> Page text:
━━━━━━━━
BDFL decision of Python's DVCS

Stephen J. Turnbull stephen at
Tue Mar 31 11:47:34 BST 2009

Russel Winder writes:

 > So how does Mercurial evolve -- or did they get the right format
 > first time and will never have to change it?

"Right"?  No; there are things like 100% correct rename handling that
would require a new repo format, and upgrade of existing repos to take
advantage of it.  But good enough[tm], and very high performance for
basic operations (specifically, reading the DAG and commit metadata
into memory, and checkout of arbitrary revisions) so that any
awkwardness in less important operations can be hidden from the user
almost completely without frobbing the repo format, at least not in a
visible way.

 > Another implication here is that Mercurial has better managed its
 > relationship with all the distro packaging people -- including I
 > assume Windows?

I don't know if it's a question of managing the relationship, but
here's what Mercurial has to offer along those lines:

Pretty impressive.  Note that a lot of those URLs point to
"", so I would guess that somebody besides
Selenic is making gelt from Mercurial consulting, and this is their
return to the community.

I don't know what it would take to get Bazaar into that kind of
milieu.  There's a lot of money chasing kernel development, so I would
guess that some slops over into the VCSes that are most popular among
kernel developers.  At current pace, maybe by June kernel scale will
be in reach for Bazaar too?

 > > I don't agree that, as presented in the PEP, the hg-based workflow
 > > mapped better to SVN than does bzr, but some people apparently thought
 > > so.  I suspect *latent* complexity has something to do with that.
 > This is an interesting point.  I suspect that social rather than
 > technical factors are at work.

Yes and no.  Yes, Guido explicitly admits that social factors have a
lot to do with his decision.  However, he consulted closely with Brett
Cannon (the PEP proponent) who by now is fairly well-versed in all
three candidate VCSes.  And no, this

 > I hypothesize that someone well versed in Mercurial found a nice
 > way of working for themselves and announced it.

is false.  Brett decided to Do Something about modernizing Python's
infrastructure, and thus PEP 374 ( was
born.  Originally it was supposed to be a bake-off between Mercurial
and Bazaar, but by popular demand git got shoehorned in too.  The
rules of the contest were that Brett posted a set of common Python
workflow tasks in Subversion, and the proponents were to explain how
to do the same thing in their assigned VCS.  Then finally Brett did
some benchmarking of important tasks.

All of the VCSes were able to reproduce the svn workflow excellently,
often with substantial technical improvements over svn, except that
emulating " block" is quite kludgy in all of them.  None
really demonstrated a technical advantage over the others for Python's
workflow.  In particular, Bazaar advocates mentioned correct rename
handling several times, and the response was a deafening lack of

 > This got picked up and became a "fact" rather than just one
 > person's impression.
━━━━━━━━
> Given records:

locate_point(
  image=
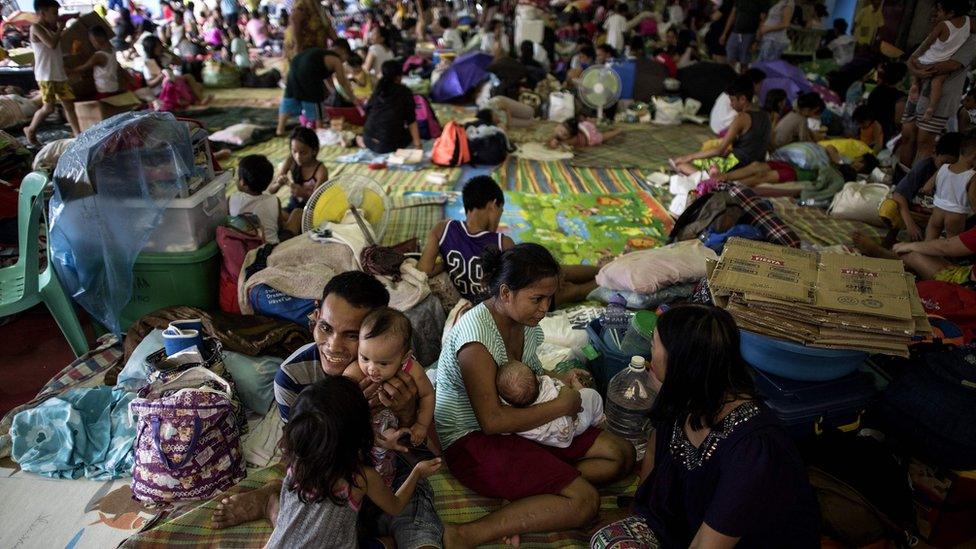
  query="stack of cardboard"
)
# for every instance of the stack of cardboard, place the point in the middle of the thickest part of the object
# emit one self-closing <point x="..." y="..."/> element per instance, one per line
<point x="821" y="300"/>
━━━━━━━━
> Given task 1:
Name every version control system mentioned in the Python DVCS post.
> Given task 2:
Please output each line of the records as a JSON list of strings, one string per line, skipping blank lines and leaving out the pictures.

> Result 1:
Mercurial, Bazaar, git, Subversion (svn)

> Result 2:
[
  "locate_point(",
  "  image=",
  "  query=\"stack of cardboard\"",
  ")",
  "# for every instance of the stack of cardboard, place the point in the middle of the thickest part of the object",
  "# emit one self-closing <point x=\"...\" y=\"...\"/> element per instance, one per line",
  "<point x=\"821\" y=\"300\"/>"
]